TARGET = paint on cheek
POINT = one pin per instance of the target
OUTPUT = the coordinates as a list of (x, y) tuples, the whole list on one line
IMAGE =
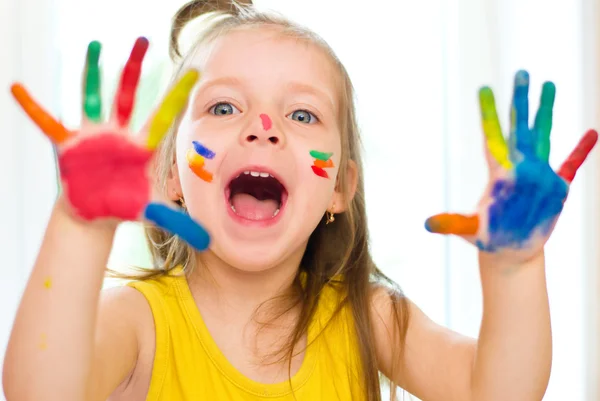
[(203, 150), (196, 160), (320, 172), (322, 161), (267, 123), (106, 176), (324, 164), (43, 342), (320, 155)]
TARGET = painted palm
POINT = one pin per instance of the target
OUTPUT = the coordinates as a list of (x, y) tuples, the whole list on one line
[(104, 168), (524, 196)]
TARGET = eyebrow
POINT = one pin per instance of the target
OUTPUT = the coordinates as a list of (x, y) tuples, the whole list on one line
[(292, 86), (311, 90)]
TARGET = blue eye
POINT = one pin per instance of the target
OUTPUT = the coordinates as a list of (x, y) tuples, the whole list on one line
[(303, 116), (223, 109)]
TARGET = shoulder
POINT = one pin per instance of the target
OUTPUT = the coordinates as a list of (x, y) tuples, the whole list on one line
[(124, 334), (421, 356), (125, 306)]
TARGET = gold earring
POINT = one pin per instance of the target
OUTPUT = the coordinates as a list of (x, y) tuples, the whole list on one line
[(330, 216)]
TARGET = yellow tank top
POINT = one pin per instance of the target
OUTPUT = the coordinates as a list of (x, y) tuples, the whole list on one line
[(188, 365)]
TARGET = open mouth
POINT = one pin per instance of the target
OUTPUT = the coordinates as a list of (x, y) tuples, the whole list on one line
[(256, 196)]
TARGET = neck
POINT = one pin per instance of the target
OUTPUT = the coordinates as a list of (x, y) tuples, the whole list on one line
[(241, 290)]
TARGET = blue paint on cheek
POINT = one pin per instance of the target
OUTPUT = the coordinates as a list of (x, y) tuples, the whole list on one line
[(203, 150), (521, 207), (178, 223)]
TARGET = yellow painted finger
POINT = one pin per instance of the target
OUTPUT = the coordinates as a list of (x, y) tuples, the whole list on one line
[(171, 107), (456, 224), (494, 138)]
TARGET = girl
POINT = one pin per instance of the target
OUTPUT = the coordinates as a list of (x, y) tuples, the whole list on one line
[(286, 302)]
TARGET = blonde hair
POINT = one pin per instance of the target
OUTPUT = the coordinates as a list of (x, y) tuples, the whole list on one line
[(340, 249)]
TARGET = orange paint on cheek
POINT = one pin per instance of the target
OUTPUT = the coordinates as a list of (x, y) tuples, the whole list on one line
[(267, 123), (324, 164), (43, 342)]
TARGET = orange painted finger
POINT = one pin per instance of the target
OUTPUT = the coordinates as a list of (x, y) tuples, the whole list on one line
[(50, 126), (201, 173), (324, 164), (456, 224)]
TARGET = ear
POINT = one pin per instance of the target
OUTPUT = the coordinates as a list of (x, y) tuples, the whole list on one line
[(174, 191), (340, 200)]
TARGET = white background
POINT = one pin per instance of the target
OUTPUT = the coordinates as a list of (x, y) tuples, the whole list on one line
[(416, 66)]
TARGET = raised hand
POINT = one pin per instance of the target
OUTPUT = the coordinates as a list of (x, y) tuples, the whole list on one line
[(105, 172), (524, 197)]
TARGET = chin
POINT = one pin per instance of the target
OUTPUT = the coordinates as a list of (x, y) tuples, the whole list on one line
[(251, 258)]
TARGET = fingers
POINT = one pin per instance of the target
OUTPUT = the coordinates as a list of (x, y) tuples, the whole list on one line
[(178, 223), (521, 135), (543, 121), (129, 81), (49, 126), (569, 168), (92, 99), (491, 128), (171, 107), (456, 224)]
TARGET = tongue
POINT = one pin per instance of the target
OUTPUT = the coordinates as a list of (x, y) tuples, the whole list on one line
[(248, 207)]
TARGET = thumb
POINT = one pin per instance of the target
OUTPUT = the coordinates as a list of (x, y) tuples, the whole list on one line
[(450, 223)]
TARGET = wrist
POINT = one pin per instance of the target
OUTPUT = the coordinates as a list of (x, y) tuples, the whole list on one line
[(511, 261), (66, 213)]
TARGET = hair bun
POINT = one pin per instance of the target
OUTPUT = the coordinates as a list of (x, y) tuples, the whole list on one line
[(195, 9)]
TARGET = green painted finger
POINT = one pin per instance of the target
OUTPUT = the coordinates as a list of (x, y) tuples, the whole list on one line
[(491, 128), (92, 100), (543, 121)]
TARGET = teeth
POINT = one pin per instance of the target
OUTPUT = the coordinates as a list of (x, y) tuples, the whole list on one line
[(257, 174)]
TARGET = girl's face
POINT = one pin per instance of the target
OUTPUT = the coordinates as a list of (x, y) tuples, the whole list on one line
[(263, 104)]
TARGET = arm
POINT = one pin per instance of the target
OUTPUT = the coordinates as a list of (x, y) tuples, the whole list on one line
[(510, 361), (51, 349)]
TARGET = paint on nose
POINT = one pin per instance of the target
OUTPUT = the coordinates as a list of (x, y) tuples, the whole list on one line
[(266, 120)]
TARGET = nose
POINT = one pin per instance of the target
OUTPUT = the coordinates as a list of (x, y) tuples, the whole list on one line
[(262, 131)]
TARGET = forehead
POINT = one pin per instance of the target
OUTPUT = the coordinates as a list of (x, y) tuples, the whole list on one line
[(267, 56)]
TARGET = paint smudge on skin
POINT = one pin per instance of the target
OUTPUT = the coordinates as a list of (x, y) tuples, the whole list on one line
[(528, 195), (320, 172), (51, 127), (322, 161), (267, 123), (106, 176), (320, 155), (203, 150), (171, 107), (178, 222), (453, 224), (569, 168), (92, 100), (43, 345), (129, 81), (195, 158)]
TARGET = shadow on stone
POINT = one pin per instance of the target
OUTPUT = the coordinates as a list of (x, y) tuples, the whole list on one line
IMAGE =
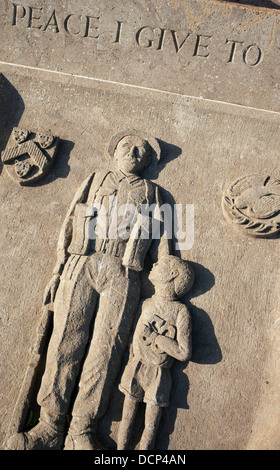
[(11, 110)]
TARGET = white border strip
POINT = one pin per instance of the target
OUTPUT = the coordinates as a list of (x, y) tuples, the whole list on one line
[(139, 87)]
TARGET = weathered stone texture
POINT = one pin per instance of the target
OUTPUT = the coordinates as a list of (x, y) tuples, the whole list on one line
[(202, 77)]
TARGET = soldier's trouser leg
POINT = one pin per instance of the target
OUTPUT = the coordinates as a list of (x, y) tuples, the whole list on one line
[(116, 312), (73, 314)]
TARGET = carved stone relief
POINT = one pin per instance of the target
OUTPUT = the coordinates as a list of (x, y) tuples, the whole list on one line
[(29, 156), (94, 297), (252, 205)]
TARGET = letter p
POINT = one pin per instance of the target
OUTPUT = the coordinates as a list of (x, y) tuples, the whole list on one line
[(19, 13)]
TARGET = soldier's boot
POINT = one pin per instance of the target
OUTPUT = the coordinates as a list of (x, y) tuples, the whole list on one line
[(48, 434), (82, 436)]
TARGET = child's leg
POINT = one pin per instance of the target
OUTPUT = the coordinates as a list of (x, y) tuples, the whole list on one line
[(128, 415), (152, 420)]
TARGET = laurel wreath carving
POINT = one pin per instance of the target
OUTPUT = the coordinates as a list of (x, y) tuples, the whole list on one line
[(253, 185)]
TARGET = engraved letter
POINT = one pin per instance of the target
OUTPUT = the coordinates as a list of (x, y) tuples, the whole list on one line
[(118, 35), (147, 42), (90, 27), (33, 17), (199, 45), (67, 27), (161, 39), (52, 23), (19, 12), (256, 53), (233, 47), (177, 45)]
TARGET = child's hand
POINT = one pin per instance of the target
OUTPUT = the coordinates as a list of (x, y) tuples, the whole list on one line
[(149, 332)]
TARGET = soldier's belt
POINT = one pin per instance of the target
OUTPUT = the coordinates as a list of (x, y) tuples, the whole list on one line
[(111, 247)]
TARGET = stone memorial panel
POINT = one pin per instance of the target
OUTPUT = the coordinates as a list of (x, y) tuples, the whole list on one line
[(171, 105)]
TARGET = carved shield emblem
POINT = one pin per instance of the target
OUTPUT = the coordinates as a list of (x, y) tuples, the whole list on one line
[(29, 155), (252, 205)]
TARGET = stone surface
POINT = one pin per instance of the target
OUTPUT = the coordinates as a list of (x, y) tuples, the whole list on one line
[(217, 119)]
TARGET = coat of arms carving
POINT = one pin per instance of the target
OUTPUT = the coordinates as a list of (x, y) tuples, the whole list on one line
[(29, 155)]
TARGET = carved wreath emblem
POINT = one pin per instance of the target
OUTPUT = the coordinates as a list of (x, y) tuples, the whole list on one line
[(252, 205), (29, 155)]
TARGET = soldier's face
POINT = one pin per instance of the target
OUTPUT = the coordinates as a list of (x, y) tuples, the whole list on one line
[(132, 154)]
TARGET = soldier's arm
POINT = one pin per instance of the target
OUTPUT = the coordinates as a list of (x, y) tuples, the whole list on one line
[(181, 347), (65, 235)]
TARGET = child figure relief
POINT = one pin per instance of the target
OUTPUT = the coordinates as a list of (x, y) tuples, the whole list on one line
[(162, 334)]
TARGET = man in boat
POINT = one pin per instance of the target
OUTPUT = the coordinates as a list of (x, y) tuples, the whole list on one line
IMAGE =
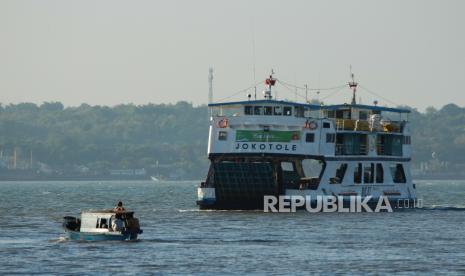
[(119, 207), (117, 224)]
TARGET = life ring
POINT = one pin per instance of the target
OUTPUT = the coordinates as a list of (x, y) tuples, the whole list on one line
[(223, 123)]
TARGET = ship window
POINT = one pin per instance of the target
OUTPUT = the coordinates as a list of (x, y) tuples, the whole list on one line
[(287, 166), (379, 173), (358, 173), (312, 168), (407, 140), (248, 110), (340, 172), (331, 114), (397, 172), (299, 111), (287, 110), (278, 110), (363, 115), (223, 135), (330, 137), (268, 110), (368, 173), (310, 137), (103, 223)]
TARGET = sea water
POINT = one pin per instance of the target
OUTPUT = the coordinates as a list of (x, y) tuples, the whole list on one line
[(178, 238)]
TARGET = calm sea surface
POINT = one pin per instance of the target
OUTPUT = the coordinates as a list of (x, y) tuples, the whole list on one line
[(179, 239)]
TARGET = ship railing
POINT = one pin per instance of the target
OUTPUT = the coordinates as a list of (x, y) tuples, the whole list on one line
[(342, 149), (365, 125)]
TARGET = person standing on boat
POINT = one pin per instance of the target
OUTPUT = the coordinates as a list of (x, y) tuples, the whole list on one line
[(119, 207), (117, 224)]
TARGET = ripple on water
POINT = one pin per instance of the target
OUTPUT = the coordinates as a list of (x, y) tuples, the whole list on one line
[(180, 238)]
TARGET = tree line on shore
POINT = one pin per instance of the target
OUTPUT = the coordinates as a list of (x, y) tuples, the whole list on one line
[(169, 136)]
-.-.-
[Work request]
Your task is to gather all lines from the entries above that hold the word "wreath".

[Response to the task]
TARGET = laurel wreath carving
TARGET = carved wreath emblem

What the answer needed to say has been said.